Exercise data:
== Segment start ==

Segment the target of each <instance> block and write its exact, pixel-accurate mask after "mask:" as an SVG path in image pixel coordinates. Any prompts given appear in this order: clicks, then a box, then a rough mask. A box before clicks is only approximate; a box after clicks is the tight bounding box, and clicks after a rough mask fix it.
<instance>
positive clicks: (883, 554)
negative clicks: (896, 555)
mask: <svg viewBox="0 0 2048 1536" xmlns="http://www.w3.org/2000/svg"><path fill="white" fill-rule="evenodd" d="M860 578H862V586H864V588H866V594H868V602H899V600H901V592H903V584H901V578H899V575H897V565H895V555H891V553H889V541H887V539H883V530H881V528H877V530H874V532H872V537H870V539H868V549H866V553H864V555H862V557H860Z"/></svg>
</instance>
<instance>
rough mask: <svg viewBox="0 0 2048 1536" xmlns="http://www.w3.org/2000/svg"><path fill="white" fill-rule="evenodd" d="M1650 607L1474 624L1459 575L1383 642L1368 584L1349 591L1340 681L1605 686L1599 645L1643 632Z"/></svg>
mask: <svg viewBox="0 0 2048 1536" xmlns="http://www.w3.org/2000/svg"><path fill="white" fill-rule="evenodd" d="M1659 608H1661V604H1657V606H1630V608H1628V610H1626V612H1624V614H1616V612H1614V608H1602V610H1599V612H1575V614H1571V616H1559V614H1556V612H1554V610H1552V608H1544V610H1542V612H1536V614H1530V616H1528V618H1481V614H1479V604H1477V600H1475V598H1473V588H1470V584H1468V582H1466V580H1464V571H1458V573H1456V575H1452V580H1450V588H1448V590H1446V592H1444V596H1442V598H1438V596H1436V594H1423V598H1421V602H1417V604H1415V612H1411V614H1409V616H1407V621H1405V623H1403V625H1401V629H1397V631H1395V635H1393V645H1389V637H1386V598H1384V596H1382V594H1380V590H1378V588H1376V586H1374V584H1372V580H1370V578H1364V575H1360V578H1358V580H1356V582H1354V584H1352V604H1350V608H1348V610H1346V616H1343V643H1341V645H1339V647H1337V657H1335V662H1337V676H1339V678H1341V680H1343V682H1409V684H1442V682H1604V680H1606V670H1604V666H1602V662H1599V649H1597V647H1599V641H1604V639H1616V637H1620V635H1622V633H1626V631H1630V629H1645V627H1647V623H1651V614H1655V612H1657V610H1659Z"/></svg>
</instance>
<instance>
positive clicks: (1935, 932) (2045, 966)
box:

== Segment end ==

Work request:
Word for word and line for line, give the material again.

Task answer:
Segment the target of each <instance> block and write its exact, pixel-accurate mask after "mask:" as an SVG path in image pixel coordinates. Any prompts given appear in this order: clicks, then a box, then a rough mask. A box before clicks is only approximate; a box after clicks is the tight bounding box, and clicks after a rough mask fix it.
<instance>
positive clicks: (883, 554)
negative clicks: (896, 555)
mask: <svg viewBox="0 0 2048 1536" xmlns="http://www.w3.org/2000/svg"><path fill="white" fill-rule="evenodd" d="M860 578H862V586H864V588H866V594H868V602H899V600H901V592H903V584H901V578H899V575H897V565H895V555H891V553H889V541H887V539H883V530H881V528H877V530H874V532H872V537H870V539H868V549H866V553H864V555H862V557H860Z"/></svg>
</instance>
<instance>
rough mask: <svg viewBox="0 0 2048 1536" xmlns="http://www.w3.org/2000/svg"><path fill="white" fill-rule="evenodd" d="M1650 607L1474 624L1459 575L1383 642L1368 584L1349 591L1340 681L1605 686L1599 645L1643 632Z"/></svg>
mask: <svg viewBox="0 0 2048 1536" xmlns="http://www.w3.org/2000/svg"><path fill="white" fill-rule="evenodd" d="M1659 608H1661V604H1657V606H1630V608H1628V610H1626V612H1624V614H1616V612H1614V608H1602V610H1599V612H1575V614H1571V616H1559V614H1556V612H1554V610H1552V608H1544V610H1542V612H1536V614H1530V616H1528V618H1481V614H1479V604H1477V600H1475V598H1473V588H1470V584H1468V582H1466V580H1464V571H1458V573H1456V575H1452V580H1450V588H1448V590H1446V592H1444V596H1442V598H1438V596H1436V594H1423V598H1421V602H1417V604H1415V612H1411V614H1409V616H1407V621H1405V623H1403V625H1401V629H1397V631H1395V635H1393V645H1389V637H1386V598H1384V596H1382V594H1380V590H1378V588H1376V586H1374V584H1372V580H1370V578H1364V575H1360V578H1358V580H1356V582H1354V584H1352V604H1350V608H1348V610H1346V616H1343V643H1341V645H1339V647H1337V657H1335V662H1337V676H1339V678H1341V680H1343V682H1409V684H1442V682H1604V680H1606V670H1604V666H1602V662H1599V649H1597V647H1599V641H1604V639H1616V637H1620V635H1622V633H1626V631H1630V629H1645V627H1647V623H1651V614H1655V612H1657V610H1659Z"/></svg>
</instance>
<instance>
positive clicks: (1935, 932) (2045, 966)
box:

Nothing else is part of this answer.